Task: In the entries below, find the line with "column 476, row 788" and the line with "Where can you see the clear". Print those two and everything between them exactly, and nothing else.
-------------------------
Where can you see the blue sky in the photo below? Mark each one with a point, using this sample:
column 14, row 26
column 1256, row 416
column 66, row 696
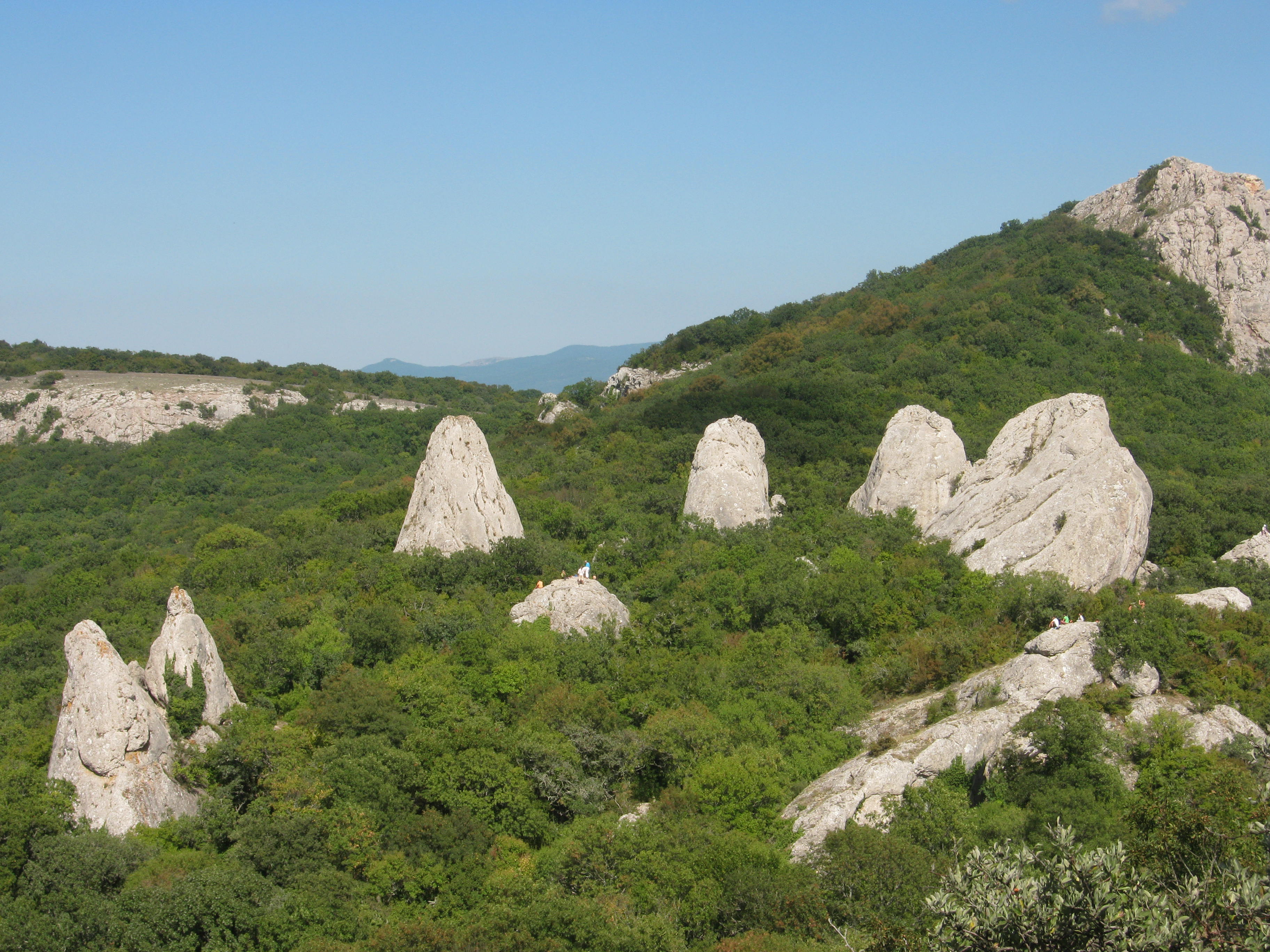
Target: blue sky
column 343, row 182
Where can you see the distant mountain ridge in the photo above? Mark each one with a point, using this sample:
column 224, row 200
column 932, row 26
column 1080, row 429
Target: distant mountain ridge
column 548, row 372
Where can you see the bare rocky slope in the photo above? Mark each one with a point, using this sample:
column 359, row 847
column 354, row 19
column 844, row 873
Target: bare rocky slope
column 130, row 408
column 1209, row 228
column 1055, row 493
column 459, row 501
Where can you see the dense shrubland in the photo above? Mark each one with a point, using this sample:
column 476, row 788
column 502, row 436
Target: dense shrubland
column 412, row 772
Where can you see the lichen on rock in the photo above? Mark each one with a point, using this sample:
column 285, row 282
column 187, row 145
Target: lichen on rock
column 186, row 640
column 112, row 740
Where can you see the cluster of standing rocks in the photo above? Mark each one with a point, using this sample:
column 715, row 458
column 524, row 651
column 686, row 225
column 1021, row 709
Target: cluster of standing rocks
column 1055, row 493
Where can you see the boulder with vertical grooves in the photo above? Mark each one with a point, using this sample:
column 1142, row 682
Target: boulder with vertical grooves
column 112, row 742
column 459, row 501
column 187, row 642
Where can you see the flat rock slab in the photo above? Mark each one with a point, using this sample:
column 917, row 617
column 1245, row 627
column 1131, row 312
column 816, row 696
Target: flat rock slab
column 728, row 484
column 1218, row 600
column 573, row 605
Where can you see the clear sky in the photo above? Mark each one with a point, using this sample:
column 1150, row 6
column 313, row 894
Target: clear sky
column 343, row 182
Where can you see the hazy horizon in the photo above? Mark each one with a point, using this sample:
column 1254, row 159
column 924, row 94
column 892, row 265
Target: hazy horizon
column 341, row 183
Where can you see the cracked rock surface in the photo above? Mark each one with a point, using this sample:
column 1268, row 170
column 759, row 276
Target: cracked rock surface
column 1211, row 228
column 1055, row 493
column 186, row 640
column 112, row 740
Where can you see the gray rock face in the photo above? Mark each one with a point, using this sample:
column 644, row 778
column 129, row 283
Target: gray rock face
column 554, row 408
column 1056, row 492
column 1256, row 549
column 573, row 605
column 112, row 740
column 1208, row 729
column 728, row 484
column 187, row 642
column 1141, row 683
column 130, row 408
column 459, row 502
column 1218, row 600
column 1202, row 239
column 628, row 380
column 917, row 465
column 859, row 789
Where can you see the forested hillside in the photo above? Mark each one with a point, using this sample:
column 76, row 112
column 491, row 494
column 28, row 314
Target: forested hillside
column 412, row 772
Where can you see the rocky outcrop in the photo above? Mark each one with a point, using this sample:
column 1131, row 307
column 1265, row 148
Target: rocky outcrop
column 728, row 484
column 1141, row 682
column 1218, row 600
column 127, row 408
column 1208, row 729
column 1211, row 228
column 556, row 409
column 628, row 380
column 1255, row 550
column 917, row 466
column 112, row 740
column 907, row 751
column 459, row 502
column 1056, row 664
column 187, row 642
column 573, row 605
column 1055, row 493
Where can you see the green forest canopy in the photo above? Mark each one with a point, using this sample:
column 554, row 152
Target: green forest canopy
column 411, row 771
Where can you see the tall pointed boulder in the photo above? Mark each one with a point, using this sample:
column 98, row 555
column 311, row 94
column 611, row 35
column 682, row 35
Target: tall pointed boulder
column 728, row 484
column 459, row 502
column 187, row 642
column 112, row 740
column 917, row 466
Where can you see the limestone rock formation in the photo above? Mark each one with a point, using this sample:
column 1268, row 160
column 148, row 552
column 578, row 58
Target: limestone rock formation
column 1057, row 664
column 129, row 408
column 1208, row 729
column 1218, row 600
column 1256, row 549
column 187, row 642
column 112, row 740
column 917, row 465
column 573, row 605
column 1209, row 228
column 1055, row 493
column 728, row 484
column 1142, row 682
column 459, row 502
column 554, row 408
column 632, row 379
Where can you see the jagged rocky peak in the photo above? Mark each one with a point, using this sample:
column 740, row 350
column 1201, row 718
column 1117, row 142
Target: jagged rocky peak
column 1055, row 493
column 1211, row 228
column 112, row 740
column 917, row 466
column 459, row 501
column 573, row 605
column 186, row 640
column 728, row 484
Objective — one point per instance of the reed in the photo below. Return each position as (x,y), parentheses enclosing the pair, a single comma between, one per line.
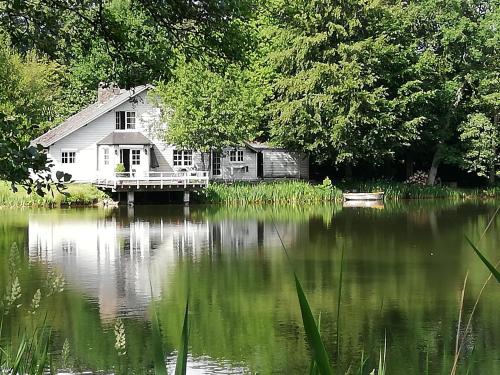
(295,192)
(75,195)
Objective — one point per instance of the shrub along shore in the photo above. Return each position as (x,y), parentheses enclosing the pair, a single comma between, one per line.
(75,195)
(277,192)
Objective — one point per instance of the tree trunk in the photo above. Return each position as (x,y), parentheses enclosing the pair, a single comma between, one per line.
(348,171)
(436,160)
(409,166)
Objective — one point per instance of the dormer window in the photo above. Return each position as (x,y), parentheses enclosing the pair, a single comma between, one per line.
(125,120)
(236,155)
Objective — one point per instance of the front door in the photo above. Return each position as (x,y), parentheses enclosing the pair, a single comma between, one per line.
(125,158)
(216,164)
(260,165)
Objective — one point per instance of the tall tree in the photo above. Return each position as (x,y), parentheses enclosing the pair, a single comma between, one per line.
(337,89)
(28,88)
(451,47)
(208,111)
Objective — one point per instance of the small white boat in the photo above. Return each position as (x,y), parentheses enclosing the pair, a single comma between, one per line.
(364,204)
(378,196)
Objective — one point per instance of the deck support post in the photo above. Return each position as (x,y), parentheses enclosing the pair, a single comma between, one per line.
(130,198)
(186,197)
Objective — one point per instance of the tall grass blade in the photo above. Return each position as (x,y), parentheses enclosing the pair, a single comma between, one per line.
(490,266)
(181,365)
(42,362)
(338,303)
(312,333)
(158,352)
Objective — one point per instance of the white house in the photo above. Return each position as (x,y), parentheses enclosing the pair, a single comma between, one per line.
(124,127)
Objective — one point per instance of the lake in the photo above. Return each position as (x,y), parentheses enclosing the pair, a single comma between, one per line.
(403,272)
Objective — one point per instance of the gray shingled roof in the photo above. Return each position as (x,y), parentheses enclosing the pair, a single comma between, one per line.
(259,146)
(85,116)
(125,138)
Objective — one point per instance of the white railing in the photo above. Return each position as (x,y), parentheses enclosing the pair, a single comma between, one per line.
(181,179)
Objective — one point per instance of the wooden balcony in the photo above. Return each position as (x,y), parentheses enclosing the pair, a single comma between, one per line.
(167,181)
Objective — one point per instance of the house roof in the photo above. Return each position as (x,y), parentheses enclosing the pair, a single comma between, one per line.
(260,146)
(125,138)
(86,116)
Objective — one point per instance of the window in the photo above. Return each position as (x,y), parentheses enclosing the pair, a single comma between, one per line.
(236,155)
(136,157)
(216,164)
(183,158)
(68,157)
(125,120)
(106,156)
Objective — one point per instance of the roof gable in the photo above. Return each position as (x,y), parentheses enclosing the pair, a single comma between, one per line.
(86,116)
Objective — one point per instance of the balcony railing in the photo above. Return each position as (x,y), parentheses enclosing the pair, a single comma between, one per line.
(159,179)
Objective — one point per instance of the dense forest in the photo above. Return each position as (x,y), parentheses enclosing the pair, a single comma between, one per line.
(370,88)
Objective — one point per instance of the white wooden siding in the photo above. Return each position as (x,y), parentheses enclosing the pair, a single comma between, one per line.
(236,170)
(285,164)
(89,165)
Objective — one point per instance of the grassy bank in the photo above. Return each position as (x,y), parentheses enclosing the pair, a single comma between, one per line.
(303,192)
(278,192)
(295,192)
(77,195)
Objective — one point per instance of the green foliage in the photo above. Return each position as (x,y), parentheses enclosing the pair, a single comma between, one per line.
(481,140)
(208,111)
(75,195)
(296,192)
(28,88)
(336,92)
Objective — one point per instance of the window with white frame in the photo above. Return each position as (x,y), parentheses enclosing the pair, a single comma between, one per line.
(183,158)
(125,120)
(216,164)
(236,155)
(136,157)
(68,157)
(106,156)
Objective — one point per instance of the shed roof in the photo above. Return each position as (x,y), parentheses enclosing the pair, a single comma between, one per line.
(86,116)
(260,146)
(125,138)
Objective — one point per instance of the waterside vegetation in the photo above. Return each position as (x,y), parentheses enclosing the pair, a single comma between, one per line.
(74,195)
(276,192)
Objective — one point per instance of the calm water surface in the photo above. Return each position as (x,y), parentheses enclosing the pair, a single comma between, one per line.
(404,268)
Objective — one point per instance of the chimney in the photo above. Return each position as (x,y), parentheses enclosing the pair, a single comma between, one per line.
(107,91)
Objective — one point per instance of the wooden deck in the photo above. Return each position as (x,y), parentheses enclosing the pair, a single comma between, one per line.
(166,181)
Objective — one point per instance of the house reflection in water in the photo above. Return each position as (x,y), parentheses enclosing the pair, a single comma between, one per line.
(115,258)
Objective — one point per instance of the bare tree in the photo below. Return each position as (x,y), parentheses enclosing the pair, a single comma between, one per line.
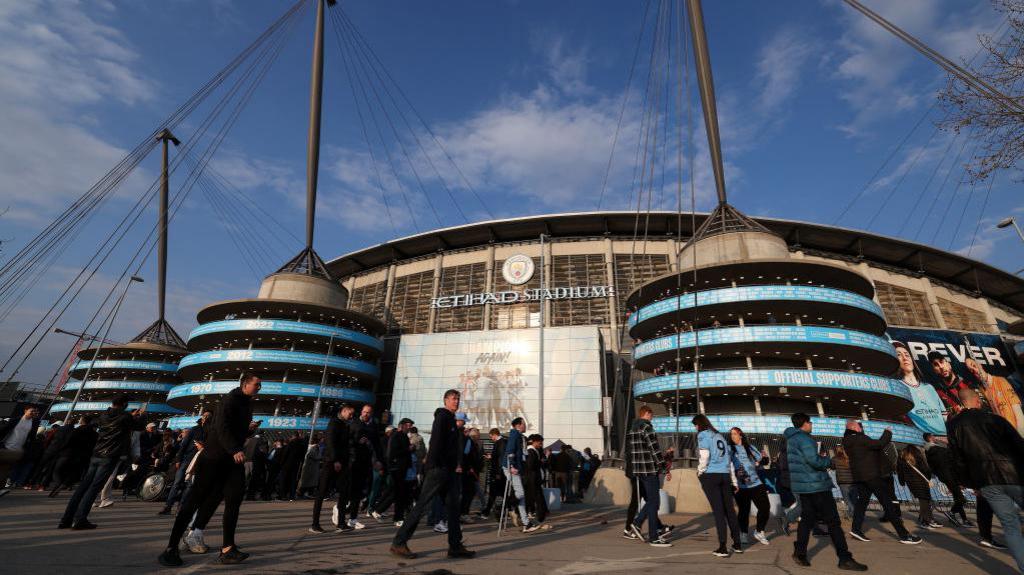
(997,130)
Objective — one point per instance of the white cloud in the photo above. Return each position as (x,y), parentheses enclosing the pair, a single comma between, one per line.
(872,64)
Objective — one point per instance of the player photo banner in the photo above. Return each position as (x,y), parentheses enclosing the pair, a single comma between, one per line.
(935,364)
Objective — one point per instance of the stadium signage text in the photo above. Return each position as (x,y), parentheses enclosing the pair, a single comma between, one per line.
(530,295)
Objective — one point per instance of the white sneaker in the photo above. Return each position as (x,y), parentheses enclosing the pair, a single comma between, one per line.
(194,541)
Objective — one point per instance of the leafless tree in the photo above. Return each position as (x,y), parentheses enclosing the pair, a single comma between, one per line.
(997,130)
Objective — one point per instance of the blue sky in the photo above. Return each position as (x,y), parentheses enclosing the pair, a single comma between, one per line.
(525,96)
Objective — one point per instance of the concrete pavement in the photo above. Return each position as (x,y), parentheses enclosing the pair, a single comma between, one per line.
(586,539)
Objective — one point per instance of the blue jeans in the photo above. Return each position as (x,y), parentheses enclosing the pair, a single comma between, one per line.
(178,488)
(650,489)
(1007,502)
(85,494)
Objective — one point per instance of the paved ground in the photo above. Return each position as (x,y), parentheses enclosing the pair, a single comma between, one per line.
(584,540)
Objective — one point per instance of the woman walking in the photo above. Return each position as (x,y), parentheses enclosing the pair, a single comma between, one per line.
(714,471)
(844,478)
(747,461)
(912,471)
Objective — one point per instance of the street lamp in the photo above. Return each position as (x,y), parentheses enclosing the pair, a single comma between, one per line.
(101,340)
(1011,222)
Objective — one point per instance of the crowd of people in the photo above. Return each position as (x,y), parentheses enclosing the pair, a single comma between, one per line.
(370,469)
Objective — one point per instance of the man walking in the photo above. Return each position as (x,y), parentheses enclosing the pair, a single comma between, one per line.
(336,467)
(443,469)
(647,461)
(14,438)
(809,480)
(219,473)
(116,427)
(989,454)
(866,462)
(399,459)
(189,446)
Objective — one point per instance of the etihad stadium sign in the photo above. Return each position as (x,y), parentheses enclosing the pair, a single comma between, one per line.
-------------------------
Your response:
column 476, row 788
column 502, row 436
Target: dense shrubland
column 412, row 772
Where can you see the lichen on rock in the photo above? Mark each one with a point, using this sample:
column 285, row 282
column 187, row 145
Target: lichen on rock
column 186, row 640
column 112, row 740
Where can you see the cluster of standing rocks in the photo above? Mark each one with a point, using this sample:
column 715, row 458
column 524, row 651
column 686, row 225
column 1021, row 709
Target: cluster of standing rocks
column 1055, row 493
Where can you see the boulder with vertical grooves in the photo above? Mark each one with a point, using this sample:
column 1142, row 682
Target: boulder with vertical grooves
column 112, row 742
column 459, row 501
column 187, row 642
Where can you see the flat rock slab in the photo above? Mark each one with a point, using this sample:
column 917, row 617
column 1245, row 627
column 1131, row 312
column 816, row 696
Target: flat rock slab
column 728, row 484
column 1218, row 600
column 573, row 605
Where can you see the clear sky in the photo above? Mark each one with a point, using this sample:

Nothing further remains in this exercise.